§ **Record set**

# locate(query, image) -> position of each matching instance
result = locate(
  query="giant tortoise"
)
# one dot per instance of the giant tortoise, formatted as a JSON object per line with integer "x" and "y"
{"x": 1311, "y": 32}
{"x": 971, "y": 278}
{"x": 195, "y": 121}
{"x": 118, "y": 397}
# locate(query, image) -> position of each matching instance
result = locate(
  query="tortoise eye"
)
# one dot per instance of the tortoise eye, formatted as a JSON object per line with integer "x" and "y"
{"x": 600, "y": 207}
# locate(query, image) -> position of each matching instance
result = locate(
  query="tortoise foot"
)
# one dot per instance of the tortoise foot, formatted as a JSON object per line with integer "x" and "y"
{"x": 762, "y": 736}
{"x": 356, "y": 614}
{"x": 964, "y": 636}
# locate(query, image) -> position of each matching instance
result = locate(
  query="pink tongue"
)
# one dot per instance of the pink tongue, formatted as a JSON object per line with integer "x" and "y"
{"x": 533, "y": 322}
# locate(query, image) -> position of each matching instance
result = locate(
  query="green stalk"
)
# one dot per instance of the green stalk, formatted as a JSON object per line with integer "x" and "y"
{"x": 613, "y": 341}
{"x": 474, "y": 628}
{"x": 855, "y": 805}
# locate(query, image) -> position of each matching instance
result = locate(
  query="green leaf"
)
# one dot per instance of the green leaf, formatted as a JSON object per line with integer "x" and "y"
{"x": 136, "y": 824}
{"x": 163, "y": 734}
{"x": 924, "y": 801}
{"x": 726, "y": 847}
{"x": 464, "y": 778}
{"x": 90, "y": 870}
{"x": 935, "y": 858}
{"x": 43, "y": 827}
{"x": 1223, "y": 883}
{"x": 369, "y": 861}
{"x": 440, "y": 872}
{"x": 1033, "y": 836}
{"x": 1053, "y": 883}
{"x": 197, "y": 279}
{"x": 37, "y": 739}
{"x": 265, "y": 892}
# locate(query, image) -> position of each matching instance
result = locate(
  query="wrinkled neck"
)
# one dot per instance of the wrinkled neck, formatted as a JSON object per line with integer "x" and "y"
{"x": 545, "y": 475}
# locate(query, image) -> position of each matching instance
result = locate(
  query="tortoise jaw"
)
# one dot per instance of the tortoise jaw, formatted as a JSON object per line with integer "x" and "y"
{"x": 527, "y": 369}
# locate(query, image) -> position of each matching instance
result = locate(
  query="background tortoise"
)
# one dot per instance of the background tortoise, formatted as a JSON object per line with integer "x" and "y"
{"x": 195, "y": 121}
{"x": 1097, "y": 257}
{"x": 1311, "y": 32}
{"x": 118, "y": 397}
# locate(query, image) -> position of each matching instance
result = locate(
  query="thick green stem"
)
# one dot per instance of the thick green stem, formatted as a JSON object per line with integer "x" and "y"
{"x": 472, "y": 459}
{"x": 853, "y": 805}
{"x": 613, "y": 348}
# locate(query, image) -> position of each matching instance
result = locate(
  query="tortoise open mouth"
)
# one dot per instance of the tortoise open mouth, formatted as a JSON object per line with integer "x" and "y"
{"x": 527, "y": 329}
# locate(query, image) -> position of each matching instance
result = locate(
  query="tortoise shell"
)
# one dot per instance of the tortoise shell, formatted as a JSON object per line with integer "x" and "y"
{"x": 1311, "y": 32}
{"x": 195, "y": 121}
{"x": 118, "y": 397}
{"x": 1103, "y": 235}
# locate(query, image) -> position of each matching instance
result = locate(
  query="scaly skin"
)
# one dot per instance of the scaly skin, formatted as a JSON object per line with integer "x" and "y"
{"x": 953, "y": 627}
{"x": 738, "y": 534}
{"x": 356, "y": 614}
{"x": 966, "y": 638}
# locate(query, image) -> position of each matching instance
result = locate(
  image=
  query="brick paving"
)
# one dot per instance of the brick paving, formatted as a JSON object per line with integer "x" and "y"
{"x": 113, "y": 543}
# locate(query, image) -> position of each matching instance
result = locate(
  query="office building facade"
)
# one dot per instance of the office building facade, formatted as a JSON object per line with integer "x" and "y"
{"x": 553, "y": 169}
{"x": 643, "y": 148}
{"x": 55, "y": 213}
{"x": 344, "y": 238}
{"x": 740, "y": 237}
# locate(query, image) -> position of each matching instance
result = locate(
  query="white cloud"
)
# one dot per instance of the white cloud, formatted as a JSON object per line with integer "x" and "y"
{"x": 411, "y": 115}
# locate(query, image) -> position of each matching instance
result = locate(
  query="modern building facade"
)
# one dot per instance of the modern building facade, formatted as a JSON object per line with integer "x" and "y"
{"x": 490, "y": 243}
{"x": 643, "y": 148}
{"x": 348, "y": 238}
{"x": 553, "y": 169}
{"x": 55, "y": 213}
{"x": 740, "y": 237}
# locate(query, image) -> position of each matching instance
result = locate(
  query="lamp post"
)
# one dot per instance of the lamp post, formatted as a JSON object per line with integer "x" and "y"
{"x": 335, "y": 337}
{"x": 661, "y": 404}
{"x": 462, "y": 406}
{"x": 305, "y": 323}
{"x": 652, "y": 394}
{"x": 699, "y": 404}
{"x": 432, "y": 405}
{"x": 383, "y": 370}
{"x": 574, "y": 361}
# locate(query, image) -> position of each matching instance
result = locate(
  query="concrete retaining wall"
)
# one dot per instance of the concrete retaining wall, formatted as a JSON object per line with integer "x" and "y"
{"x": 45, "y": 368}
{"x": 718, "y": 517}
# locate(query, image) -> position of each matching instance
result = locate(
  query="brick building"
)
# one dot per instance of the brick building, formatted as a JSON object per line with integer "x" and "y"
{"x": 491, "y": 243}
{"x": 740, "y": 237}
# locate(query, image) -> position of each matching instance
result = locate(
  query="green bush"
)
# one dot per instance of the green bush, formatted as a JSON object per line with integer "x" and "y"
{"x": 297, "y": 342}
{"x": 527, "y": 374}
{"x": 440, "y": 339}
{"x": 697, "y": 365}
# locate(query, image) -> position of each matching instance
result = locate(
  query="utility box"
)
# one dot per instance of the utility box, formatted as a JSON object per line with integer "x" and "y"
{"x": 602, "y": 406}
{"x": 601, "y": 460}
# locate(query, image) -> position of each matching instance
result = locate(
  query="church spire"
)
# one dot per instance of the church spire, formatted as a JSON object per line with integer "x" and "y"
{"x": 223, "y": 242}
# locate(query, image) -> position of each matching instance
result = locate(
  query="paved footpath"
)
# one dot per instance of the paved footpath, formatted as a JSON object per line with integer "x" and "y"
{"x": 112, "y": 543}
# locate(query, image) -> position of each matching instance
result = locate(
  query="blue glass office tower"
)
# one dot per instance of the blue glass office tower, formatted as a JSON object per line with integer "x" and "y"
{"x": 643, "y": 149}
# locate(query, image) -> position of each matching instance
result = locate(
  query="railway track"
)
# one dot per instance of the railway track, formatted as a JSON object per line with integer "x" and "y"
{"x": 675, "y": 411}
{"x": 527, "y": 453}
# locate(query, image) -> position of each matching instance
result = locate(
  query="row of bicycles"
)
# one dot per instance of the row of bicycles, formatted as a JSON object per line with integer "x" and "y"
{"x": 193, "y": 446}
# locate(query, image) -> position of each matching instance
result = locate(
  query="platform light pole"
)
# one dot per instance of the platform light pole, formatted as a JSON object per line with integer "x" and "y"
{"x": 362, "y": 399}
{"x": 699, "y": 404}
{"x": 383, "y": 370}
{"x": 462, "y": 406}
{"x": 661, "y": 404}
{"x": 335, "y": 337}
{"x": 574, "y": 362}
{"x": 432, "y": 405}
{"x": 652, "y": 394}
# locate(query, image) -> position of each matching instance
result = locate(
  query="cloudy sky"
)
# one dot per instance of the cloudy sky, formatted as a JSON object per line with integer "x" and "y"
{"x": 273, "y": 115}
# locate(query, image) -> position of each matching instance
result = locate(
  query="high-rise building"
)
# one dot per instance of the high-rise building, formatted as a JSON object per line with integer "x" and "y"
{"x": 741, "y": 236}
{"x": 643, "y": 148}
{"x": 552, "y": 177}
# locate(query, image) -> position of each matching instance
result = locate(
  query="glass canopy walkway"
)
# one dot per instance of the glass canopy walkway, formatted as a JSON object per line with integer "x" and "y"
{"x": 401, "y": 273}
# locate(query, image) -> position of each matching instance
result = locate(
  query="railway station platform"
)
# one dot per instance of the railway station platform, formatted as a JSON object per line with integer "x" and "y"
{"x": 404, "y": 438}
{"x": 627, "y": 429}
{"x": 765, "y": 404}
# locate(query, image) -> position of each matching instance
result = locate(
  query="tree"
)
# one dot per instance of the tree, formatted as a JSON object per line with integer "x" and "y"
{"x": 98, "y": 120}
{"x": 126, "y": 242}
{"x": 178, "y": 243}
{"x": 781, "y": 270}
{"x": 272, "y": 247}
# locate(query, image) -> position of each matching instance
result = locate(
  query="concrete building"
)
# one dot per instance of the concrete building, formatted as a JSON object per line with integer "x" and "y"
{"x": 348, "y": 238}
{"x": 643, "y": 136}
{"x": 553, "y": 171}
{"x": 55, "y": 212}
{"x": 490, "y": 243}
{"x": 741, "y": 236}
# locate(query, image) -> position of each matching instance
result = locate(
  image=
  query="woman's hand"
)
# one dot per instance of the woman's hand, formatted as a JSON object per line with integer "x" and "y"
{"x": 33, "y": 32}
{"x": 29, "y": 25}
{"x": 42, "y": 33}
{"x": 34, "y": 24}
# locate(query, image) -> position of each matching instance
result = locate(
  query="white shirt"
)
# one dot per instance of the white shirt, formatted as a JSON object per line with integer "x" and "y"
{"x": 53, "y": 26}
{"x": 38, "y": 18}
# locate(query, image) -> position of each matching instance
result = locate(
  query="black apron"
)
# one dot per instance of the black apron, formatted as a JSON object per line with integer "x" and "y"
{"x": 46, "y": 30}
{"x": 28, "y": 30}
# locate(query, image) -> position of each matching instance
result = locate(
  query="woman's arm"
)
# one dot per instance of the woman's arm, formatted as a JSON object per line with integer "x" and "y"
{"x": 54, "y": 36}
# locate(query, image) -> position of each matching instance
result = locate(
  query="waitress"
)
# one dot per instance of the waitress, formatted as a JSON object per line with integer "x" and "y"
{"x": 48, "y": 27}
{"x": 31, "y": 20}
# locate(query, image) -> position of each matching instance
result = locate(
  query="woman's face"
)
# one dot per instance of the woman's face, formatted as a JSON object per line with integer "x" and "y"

§ **Task**
Only lines with the word "face" go in the answer. Take them all from the entries above.

§ **Exercise output**
  query="woman's face"
# one dot per instance of the woman's face, formatted as a JSON object per line with integer "x" and "y"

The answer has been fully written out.